§ **Information**
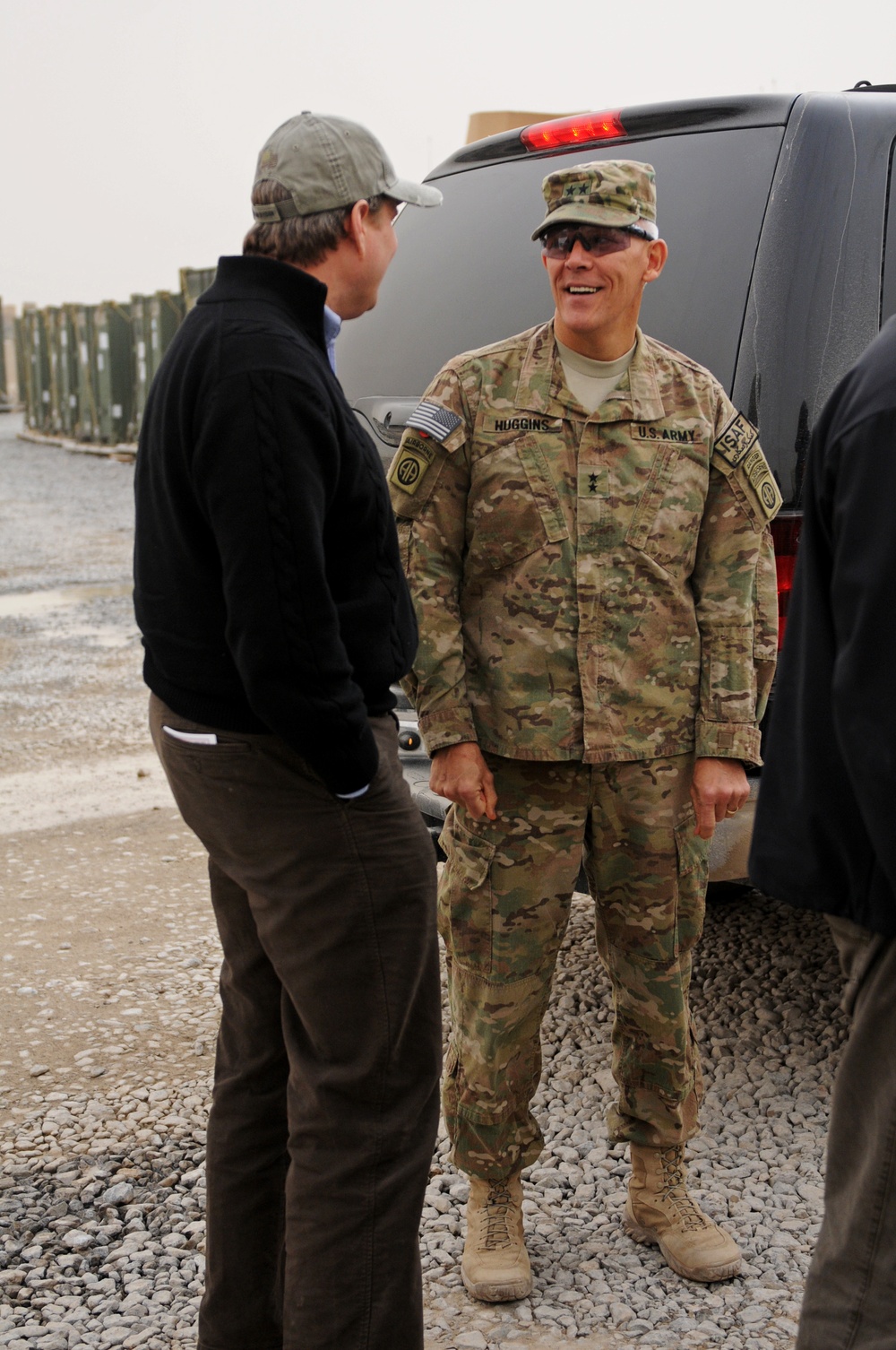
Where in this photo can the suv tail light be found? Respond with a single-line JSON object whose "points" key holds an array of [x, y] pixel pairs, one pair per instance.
{"points": [[786, 533], [573, 131]]}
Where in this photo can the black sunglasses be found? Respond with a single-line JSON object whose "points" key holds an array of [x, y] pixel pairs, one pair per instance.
{"points": [[597, 239]]}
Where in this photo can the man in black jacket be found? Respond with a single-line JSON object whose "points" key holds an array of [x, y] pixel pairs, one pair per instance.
{"points": [[826, 835], [274, 616]]}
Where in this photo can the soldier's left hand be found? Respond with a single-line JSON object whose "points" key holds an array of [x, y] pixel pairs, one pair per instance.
{"points": [[718, 789]]}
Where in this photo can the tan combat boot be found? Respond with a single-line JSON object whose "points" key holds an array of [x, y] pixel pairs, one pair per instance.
{"points": [[660, 1211], [495, 1262]]}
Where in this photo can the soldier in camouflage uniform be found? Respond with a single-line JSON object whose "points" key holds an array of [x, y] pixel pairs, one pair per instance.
{"points": [[583, 519]]}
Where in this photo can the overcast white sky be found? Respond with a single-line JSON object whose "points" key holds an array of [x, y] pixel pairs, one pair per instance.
{"points": [[128, 130]]}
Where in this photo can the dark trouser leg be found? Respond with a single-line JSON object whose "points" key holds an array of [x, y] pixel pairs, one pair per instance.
{"points": [[340, 896], [247, 1134], [647, 872], [850, 1291]]}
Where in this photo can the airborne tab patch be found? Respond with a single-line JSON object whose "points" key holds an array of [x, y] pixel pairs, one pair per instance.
{"points": [[737, 440], [434, 420], [412, 462]]}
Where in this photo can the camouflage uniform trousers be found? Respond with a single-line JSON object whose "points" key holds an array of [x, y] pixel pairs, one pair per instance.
{"points": [[504, 907]]}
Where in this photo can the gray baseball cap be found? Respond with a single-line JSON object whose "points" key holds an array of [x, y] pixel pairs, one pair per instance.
{"points": [[330, 162]]}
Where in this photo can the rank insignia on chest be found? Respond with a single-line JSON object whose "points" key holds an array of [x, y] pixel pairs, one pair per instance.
{"points": [[412, 462], [737, 440]]}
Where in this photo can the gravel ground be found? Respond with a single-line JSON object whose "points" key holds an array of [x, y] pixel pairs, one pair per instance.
{"points": [[108, 1005]]}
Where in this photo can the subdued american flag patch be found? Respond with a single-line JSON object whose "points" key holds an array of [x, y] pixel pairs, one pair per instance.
{"points": [[432, 419]]}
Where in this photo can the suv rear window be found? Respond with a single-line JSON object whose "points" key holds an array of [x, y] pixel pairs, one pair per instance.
{"points": [[467, 273]]}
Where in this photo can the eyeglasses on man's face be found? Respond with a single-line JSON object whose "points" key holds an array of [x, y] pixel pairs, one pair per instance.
{"points": [[560, 240]]}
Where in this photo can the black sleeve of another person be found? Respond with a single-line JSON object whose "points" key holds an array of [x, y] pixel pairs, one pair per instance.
{"points": [[860, 490], [271, 501]]}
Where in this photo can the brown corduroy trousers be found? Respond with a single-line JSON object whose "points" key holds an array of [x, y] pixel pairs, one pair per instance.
{"points": [[325, 1096]]}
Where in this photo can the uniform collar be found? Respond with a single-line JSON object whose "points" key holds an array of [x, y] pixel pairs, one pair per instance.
{"points": [[543, 389]]}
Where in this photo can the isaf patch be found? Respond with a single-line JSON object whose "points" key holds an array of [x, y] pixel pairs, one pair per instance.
{"points": [[412, 462], [737, 440]]}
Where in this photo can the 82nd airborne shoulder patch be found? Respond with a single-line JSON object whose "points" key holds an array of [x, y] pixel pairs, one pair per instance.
{"points": [[412, 462]]}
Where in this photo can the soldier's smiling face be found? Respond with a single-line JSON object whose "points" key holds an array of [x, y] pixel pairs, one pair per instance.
{"points": [[598, 296]]}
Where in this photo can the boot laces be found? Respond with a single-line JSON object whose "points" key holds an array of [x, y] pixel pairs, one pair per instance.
{"points": [[675, 1191], [496, 1214]]}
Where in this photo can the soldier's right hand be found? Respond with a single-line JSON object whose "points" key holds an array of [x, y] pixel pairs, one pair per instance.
{"points": [[461, 774]]}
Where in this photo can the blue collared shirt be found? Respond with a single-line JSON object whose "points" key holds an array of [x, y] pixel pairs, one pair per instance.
{"points": [[332, 323]]}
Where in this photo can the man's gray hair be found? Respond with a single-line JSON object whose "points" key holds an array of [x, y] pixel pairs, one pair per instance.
{"points": [[303, 240]]}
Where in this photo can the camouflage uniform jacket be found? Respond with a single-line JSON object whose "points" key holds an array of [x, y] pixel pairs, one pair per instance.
{"points": [[587, 587]]}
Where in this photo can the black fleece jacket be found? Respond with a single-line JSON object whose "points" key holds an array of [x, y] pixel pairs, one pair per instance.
{"points": [[824, 824], [267, 579]]}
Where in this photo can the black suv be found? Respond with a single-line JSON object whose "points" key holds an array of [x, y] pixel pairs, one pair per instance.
{"points": [[781, 269]]}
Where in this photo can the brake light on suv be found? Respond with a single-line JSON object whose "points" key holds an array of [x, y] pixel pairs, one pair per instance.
{"points": [[581, 130], [786, 535]]}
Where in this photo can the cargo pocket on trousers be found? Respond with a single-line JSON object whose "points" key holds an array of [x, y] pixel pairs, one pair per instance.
{"points": [[693, 875], [464, 898]]}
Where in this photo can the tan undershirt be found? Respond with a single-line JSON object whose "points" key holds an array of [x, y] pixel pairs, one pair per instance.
{"points": [[590, 379]]}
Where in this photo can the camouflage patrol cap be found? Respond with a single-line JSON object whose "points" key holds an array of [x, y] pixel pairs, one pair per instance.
{"points": [[330, 162], [606, 192]]}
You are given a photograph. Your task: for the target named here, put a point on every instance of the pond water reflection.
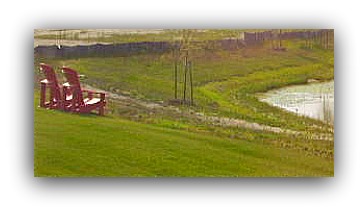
(315, 100)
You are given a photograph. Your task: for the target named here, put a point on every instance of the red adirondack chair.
(79, 104)
(55, 100)
(50, 82)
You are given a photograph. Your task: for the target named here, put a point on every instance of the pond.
(314, 100)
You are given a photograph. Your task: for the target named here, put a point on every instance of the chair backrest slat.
(73, 80)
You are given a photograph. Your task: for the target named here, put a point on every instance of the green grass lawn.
(226, 84)
(88, 145)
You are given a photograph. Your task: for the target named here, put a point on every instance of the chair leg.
(42, 94)
(101, 110)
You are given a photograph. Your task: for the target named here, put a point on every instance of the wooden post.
(185, 80)
(280, 38)
(191, 84)
(175, 73)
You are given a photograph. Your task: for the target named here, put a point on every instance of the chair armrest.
(90, 94)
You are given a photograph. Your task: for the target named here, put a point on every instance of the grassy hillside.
(136, 141)
(89, 145)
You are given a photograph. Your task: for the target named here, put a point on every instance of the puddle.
(314, 100)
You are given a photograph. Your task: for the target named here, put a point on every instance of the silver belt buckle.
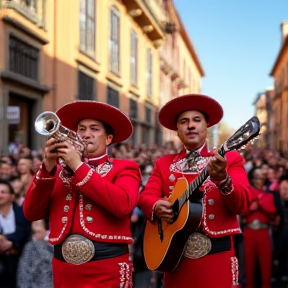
(256, 225)
(197, 246)
(77, 249)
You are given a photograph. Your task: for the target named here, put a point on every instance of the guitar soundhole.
(196, 195)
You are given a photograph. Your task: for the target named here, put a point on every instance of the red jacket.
(95, 206)
(266, 208)
(219, 210)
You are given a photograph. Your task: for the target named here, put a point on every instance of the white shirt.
(8, 223)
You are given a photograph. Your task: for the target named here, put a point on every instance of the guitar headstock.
(243, 135)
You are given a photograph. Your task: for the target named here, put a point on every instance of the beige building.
(181, 70)
(263, 110)
(106, 50)
(279, 117)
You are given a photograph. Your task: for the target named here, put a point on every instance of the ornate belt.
(77, 249)
(199, 245)
(257, 225)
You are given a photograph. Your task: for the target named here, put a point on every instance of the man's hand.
(162, 209)
(217, 167)
(5, 244)
(70, 155)
(50, 153)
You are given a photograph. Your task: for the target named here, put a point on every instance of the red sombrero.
(71, 113)
(171, 110)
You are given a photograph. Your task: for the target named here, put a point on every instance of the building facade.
(105, 50)
(181, 70)
(279, 117)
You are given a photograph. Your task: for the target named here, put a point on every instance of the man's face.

§ **Work to complete**
Exactly as written, give again every line from the one containing "the red jacket." through the last line of the material above, and no other lines.

§ **Output of the exercise**
You are given a photograph. Your task: for the target named here, put a point on every instance of the red jacket.
(95, 206)
(266, 208)
(219, 210)
You are given a photograph. Your task: for the target named here, put a point on every instance of the white shirt.
(8, 223)
You are given a photograph. Your task: for the target named here, put a point on every instance of the guitar headstock.
(243, 135)
You are given a photograph. Your task: for the target named here, put a point on every instance of the beige building.
(181, 70)
(263, 110)
(106, 50)
(279, 117)
You are given a photograph. Your task: for the target named here, put a point on every instance of the ornate belt.
(77, 249)
(199, 245)
(257, 225)
You are given a photograph. Your task: for the target named here, put a point on every instance of the man's hand.
(162, 209)
(217, 167)
(5, 244)
(70, 155)
(50, 153)
You are given a photograph. Your task: for the target named here, put a point on every instance of the red sombrero.
(71, 113)
(171, 110)
You are given a photograph. Your task: for the target named here, put a point on every instance of the building facade.
(105, 50)
(181, 70)
(279, 117)
You are given a photograph. Your task: for the target named here, put a point on every instance of the man's face.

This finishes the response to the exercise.